Discussions autour de l’effet de serre

(Ou Les Inuites viendront-ils boire des bières avec nous quand ils n’auront plus de glaçons à mettre dans leur Casanis ?)

Alors que le protocole de Kyoto est en application par ses pays signataires depuis un an, deux idées semblent aujourd’hui faire pour ainsi dire consensus : premièrement, le réchauffement de la planète a lieu, les émissions humaines de gaz à effet de serre y contribuent de façon significative; et il va avoir des conséquences importantes, même si leur ampleur exacte est inconnue. Deuxièmement, une certaine dose d’intervention est nécessaire pour limiter, autant que possible, ce phénomène et ses conséquences. Au delà de ces points de consensus, néanmoins, beaucoup reste en suspens. Quels moyens d’action employer? L e protocole de Kyoto est-il un bon moyen de lutter contre l’effet de serre? L’effet de serre doit-il être une priorité, ou y a-t-il des problèmes plus urgents, comme l’ont affirmé les auteurs du Consensus de Copenhague? Le cybercafé des sports a ouvert son zinc et ses fûts de bière pour accueillir Alexandre Delaigue, d’Econoclaste, et Antoine Belgodere, d’Optimum, pour discuter de ce sujet.

Extrait d'un jeu de données
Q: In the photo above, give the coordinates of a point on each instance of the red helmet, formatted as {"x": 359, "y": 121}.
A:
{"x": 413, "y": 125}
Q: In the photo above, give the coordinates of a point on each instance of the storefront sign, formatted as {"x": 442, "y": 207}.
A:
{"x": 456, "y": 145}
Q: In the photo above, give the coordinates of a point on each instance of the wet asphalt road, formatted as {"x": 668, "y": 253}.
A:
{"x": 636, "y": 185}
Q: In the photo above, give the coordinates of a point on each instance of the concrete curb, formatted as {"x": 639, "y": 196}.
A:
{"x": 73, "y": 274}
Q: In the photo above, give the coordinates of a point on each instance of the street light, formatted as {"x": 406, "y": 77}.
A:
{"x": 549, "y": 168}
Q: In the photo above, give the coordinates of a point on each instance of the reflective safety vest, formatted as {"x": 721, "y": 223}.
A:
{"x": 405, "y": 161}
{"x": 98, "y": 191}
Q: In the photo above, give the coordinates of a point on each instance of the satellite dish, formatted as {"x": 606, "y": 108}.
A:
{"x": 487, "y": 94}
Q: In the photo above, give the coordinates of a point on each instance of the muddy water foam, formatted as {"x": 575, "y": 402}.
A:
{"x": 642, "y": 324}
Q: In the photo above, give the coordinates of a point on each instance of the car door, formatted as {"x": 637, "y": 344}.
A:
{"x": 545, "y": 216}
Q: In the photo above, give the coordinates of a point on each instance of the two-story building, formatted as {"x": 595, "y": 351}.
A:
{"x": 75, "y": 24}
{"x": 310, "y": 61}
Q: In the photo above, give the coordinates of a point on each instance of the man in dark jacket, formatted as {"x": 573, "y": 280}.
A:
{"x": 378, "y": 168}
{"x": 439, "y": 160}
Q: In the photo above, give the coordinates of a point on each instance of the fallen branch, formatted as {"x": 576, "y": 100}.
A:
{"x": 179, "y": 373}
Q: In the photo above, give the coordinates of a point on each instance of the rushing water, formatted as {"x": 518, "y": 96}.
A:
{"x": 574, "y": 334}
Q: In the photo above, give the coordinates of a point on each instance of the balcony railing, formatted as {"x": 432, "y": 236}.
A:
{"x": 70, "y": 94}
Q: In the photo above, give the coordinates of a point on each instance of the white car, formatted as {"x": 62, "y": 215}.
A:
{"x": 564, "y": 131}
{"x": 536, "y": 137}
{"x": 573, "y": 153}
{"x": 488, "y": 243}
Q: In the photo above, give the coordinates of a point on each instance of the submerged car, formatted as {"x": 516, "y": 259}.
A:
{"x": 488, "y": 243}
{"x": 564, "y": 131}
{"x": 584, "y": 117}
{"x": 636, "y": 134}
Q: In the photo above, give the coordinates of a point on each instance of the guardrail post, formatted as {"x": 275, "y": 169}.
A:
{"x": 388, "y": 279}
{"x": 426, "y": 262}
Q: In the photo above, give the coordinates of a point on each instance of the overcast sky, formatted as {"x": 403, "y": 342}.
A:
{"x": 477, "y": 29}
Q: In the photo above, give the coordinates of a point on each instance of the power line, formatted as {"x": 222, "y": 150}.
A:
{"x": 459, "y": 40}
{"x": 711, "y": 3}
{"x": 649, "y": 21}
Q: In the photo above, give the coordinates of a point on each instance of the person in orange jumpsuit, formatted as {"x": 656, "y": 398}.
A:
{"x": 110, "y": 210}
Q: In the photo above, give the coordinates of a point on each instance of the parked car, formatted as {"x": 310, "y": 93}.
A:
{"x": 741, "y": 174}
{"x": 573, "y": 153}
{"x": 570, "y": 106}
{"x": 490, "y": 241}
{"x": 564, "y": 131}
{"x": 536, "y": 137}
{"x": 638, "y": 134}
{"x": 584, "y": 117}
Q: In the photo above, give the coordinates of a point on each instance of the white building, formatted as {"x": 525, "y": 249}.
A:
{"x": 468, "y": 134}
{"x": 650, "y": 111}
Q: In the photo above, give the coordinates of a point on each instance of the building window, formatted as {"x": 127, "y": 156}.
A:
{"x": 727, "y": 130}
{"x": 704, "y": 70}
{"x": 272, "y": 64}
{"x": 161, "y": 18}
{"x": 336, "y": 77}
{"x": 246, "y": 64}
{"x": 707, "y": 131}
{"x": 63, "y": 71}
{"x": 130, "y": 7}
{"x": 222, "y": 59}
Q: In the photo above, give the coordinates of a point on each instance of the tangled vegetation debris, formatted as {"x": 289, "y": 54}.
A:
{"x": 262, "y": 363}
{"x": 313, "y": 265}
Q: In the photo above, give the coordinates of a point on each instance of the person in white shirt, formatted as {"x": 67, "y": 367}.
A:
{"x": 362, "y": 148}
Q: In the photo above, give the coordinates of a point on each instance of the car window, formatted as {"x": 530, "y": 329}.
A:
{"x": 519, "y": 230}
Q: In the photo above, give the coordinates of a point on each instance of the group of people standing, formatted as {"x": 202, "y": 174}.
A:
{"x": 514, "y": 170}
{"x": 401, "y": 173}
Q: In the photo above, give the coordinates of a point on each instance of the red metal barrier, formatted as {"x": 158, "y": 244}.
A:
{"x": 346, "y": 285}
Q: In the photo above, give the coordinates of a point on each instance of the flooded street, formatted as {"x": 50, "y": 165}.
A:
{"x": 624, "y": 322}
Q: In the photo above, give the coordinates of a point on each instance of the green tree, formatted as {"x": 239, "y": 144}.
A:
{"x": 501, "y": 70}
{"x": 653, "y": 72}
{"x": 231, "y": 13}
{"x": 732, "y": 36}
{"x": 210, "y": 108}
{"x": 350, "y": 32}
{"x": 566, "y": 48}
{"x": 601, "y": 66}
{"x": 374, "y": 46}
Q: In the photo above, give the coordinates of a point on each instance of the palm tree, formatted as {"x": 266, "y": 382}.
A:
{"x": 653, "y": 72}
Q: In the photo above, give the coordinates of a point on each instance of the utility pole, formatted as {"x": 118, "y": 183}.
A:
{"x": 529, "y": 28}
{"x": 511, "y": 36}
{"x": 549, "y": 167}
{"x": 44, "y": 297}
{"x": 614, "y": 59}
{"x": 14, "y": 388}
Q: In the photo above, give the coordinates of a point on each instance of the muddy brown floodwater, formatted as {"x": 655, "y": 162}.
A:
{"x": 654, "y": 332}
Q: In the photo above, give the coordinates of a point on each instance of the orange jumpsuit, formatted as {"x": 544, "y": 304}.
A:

• _Consignes_:
1. Répondez à ces trois points à partir du texte sur l'effet de serre.
(a) Depuis combien de temps les pays signataires appliquent-ils le protocole de Kyoto ?
(b) Quel lieu ouvre son zinc et ses fûts de bière pour accueillir la discussion ?
(c) De quel site vient Antoine Belgodere ?
2. Relevez toutes les questions restées en suspens que le texte sur l'effet de serre pose dans son paragraphe principal.
3. Poursuivez le texte sur l'effet de serre à partir de sa dernière phrase.
Les enregistrements proviennent d'une source différente de celle du texte.

• _Résultats de l'exercice_:
1.
(a) Depuis un an.
(b) Le cybercafé des sports.
(c) D'Optimum.

2.
Quels moyens d'action employer?
Le protocole de Kyoto est-il un bon moyen de lutter contre l'effet de serre?
L'effet de serre doit-il être une priorité, ou y a-t-il des problèmes plus urgents, comme l'ont affirmé les auteurs du Consensus de Copenhague?

3.
Econoclaste-AD : Il me semble qu’un point de départ possible sur un sujet aussi vaste que l’effet de serre pourrait être ce récent article de Brad de Long dans project syndicate, dans lequel il fait un bilan assez noir de la situation des politiques environnementales vis à vis de l’effet de serre. Selon lui, nous sommes dans une décennie perdue, par conjonction du protocole de Kyoto et de l’aveuglement de la politique américaine. Le protocole de Kyoto ne fonctionnera pas, parce qu’il fait trop peu et trop à la fois. Trop peu, parce qu’il exclut les pays en voie de développement, comme la Chine ou l’Inde, des contraintes, alors même que les pays en développement seront responsables de la moitié des émissions de gaz à effet de serre d’ici une cinquantaine d’années. Et trop, parce que du coup, il fait supporter l’essentiel de la charge sur les pays développés maintenant, et qui plus est, en imposant des réductions très fortes tout de suite, alors que de ces réductions n’auront qu’un effet minime sur le réchauffement de la planète. On peut y ajouter un élément : les principaux pays amenés à souffrir de l’effet de serre seront les pays en voie de développement, ceux qui sont situés en zone côtière (comme le Bangla Desh) ou ceux d’Afrique sub-saharienne (voir cet article de Schelling). Enfin, il a pour effet pervers d’encourager les mauvaises politiques économiques : le seul pays qui pourra vendre des permis de pollution est la Russie, uniquement du fait des avanies économiques des années 90; Les autres pays signataires sont bien partis à la fois pour payer très cher, et pour ne pas atteindre leurs objectifs. Les économistes ont soutenu le mécanisme des permis de pollution plutôt que celui de réglementations univoques, pour devoir constater maintenant que ceux-ci ont des effets pervers.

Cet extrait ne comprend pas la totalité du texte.